- [Texto citado]
════════════════
Friday, 22 de November de 2024 ISSN 1519-7670 - Ano 24 - nº 1315

A omissão da mídia



No período em que denunciava o chamado ‘apagão aéreo’, a imprensa tratou a ex-diretora da Agência Nacional da Aviação Civil Denise Abreu como criminosa. Só faltou responsabilizá-la pela tragédia com o Airbus da TAM. Hoje Denise Abreu tem reputação suficiente para servir de fonte em declarações contra a ministra da Casa Civil.


Há pouco mais de um ano, Denise Abreu, ex-diretora da ANAC, estava sob o fogo cerrado da imprensa como uma das responsáveis pela situação caótica da nossa aviação civil. Foi obrigada a demitir-se em agosto de 2007. Hoje a imprensa corre atrás dela para suplicar mais algumas gotas de veneno contra Dilma Rousseff, ministra-chefe da Casa Civil.


No início de 2006, quando a Varig embicava em queda-livre, a ministra Dilma Rousseff foi clara ao dizer que ‘o dinheiro público não pode ser gasto para salvar empresas privadas’.


Nos meses seguintes a imprensa não disse uma palavra capaz de persuadir o governo a salvar a Varig. Iniciava-se aquilo que o jornalista Luis Nassif designou como ‘a imolação da Varig’.


Abutres famintos


Agora a imprensa está excitadíssima: denuncia irregularidades na transferência da Varig para a Gol e a forte presença de estrangeiros entre os acionistas da velha Varig.
════════════════
- [Registros listados]
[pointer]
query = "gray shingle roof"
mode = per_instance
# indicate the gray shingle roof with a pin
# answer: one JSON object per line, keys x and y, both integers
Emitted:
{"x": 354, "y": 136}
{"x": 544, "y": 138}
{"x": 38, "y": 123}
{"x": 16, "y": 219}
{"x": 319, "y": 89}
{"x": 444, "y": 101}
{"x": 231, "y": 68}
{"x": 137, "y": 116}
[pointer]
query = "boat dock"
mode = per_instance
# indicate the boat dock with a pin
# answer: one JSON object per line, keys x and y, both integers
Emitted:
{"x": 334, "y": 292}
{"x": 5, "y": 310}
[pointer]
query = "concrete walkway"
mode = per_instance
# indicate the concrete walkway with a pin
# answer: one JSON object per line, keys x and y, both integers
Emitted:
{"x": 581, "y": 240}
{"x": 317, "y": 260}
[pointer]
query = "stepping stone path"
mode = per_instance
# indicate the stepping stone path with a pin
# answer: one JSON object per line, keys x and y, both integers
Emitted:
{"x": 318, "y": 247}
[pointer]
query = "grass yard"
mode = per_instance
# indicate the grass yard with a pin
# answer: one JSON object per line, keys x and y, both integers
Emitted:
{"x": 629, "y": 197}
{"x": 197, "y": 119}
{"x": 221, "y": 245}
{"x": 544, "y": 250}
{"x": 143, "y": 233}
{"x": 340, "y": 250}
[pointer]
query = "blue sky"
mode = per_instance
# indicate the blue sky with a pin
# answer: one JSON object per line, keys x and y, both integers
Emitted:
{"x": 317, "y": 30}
════════════════
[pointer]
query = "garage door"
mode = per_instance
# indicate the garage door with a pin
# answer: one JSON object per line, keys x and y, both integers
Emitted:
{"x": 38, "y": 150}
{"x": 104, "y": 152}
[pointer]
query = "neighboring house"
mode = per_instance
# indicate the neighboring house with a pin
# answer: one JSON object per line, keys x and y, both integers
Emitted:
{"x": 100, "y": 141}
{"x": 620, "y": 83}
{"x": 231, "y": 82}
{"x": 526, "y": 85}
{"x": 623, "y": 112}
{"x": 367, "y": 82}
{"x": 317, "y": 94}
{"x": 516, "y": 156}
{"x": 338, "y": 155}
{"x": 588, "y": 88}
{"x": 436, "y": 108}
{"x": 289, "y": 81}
════════════════
- [Exigência]
Repita o texto sobre a omissão da mídia do começo ao fim, sem mudar nada. Os registros não servem para nada aqui.

- [A solução]
Friday, 22 de November de 2024 ISSN 1519-7670 - Ano 24 - nº 1315

A omissão da mídia



No período em que denunciava o chamado ‘apagão aéreo’, a imprensa tratou a ex-diretora da Agência Nacional da Aviação Civil Denise Abreu como criminosa. Só faltou responsabilizá-la pela tragédia com o Airbus da TAM. Hoje Denise Abreu tem reputação suficiente para servir de fonte em declarações contra a ministra da Casa Civil.


Há pouco mais de um ano, Denise Abreu, ex-diretora da ANAC, estava sob o fogo cerrado da imprensa como uma das responsáveis pela situação caótica da nossa aviação civil. Foi obrigada a demitir-se em agosto de 2007. Hoje a imprensa corre atrás dela para suplicar mais algumas gotas de veneno contra Dilma Rousseff, ministra-chefe da Casa Civil.


No início de 2006, quando a Varig embicava em queda-livre, a ministra Dilma Rousseff foi clara ao dizer que ‘o dinheiro público não pode ser gasto para salvar empresas privadas’.


Nos meses seguintes a imprensa não disse uma palavra capaz de persuadir o governo a salvar a Varig. Iniciava-se aquilo que o jornalista Luis Nassif designou como ‘a imolação da Varig’.


Abutres famintos


Agora a imprensa está excitadíssima: denuncia irregularidades na transferência da Varig para a Gol e a forte presença de estrangeiros entre os acionistas da velha Varig.